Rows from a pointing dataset
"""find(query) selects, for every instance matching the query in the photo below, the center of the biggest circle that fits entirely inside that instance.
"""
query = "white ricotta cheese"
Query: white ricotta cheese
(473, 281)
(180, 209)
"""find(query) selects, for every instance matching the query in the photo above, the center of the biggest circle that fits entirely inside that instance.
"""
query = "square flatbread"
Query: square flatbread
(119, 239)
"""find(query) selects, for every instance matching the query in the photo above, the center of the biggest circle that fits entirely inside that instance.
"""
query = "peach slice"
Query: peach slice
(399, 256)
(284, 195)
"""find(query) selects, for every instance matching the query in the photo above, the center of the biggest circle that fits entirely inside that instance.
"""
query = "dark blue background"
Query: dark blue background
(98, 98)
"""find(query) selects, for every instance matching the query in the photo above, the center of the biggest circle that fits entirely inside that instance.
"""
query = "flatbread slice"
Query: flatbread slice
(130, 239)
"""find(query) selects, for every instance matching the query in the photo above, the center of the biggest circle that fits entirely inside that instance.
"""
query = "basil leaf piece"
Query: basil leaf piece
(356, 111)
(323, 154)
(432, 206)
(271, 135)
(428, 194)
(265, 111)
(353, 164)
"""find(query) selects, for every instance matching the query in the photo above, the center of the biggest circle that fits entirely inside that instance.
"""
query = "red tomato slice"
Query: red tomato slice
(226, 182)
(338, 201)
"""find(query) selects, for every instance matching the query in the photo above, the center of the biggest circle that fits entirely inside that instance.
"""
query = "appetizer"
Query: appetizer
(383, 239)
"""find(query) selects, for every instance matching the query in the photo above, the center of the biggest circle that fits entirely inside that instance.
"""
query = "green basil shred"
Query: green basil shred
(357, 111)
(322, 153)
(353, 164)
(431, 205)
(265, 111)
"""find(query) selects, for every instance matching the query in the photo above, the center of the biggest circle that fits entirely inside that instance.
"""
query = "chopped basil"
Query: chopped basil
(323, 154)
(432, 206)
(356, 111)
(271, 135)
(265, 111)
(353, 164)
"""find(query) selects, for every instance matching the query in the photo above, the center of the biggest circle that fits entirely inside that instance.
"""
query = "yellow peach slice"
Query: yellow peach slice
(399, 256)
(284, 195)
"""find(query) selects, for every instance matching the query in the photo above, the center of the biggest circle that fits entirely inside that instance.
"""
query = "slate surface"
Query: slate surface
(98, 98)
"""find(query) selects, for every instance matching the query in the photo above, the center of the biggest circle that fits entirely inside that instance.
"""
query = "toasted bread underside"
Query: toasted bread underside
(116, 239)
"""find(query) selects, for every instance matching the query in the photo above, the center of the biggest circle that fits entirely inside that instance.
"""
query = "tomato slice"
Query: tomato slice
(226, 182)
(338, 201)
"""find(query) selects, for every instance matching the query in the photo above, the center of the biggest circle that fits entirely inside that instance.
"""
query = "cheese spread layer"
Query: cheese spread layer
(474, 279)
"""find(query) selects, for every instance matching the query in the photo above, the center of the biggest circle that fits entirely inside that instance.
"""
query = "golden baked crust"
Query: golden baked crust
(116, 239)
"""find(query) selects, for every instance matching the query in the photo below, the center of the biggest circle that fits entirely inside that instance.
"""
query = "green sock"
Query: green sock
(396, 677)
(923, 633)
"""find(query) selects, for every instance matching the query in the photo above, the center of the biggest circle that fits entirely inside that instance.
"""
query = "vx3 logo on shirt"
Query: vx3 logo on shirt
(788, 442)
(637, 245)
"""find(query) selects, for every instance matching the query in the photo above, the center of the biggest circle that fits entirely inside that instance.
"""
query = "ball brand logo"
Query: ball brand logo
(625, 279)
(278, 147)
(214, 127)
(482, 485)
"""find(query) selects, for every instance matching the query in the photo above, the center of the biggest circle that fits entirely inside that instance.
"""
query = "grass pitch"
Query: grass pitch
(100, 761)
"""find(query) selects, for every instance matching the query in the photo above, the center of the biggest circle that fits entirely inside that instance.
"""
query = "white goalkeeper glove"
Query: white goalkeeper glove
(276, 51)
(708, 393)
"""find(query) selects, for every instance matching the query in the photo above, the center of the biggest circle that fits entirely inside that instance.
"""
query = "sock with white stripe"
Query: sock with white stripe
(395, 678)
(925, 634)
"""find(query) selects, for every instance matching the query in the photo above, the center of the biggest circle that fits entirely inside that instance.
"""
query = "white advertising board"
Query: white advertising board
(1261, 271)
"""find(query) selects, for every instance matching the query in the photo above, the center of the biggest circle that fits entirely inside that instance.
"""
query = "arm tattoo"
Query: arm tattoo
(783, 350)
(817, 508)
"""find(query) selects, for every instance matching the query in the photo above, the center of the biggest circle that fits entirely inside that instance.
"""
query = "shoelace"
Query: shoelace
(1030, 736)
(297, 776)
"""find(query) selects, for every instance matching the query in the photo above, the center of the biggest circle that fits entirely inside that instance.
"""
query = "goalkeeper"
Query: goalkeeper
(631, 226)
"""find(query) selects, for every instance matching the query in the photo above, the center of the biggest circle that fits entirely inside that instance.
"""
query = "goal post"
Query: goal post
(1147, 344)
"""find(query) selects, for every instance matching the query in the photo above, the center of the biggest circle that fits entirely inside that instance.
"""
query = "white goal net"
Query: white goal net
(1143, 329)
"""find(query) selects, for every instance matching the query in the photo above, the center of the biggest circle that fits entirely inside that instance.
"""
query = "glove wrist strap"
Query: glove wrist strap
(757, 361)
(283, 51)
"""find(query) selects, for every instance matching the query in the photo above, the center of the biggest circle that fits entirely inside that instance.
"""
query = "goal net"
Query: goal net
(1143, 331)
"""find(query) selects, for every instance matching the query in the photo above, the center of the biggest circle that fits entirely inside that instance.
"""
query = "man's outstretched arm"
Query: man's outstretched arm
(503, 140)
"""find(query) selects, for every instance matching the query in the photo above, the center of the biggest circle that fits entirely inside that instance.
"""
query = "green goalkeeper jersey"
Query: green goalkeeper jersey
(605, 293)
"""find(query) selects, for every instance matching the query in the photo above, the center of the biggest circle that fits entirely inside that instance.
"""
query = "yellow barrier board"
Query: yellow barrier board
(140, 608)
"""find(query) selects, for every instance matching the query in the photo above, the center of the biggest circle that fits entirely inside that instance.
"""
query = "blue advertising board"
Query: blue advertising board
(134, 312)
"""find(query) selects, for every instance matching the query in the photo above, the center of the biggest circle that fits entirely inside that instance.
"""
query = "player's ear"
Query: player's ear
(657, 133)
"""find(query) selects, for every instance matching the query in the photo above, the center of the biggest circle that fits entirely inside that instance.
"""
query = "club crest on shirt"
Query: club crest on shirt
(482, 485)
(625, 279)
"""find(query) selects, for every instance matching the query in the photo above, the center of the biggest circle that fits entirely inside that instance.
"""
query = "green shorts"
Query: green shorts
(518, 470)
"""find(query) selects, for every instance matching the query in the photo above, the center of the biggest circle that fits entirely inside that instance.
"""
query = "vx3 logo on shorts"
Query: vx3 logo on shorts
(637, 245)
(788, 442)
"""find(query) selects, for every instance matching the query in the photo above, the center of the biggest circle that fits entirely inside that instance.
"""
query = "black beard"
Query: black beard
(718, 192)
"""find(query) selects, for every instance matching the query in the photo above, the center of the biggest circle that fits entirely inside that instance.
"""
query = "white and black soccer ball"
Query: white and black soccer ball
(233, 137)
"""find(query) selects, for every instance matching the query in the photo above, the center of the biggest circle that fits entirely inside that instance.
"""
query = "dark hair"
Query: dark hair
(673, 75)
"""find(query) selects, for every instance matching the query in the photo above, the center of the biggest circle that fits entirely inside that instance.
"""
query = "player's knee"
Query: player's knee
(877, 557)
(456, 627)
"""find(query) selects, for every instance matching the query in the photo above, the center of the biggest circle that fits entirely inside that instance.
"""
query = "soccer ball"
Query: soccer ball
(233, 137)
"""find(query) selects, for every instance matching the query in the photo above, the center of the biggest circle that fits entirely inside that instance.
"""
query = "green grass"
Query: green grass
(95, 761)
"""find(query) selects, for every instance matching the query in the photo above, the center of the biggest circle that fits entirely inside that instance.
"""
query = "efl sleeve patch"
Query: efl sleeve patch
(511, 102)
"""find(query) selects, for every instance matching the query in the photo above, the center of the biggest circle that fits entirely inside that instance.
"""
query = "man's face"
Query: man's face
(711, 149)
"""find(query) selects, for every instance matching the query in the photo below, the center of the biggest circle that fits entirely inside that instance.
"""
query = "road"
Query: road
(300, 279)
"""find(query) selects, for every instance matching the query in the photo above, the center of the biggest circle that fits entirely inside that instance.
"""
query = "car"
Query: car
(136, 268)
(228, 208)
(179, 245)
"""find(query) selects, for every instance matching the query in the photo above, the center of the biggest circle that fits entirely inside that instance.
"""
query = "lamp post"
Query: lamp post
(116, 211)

■ What you need to do: Pull out each line of the rows above that contains the word "crust".

■ Result of this task:
query = "golden baked crust"
Query: golden baked crust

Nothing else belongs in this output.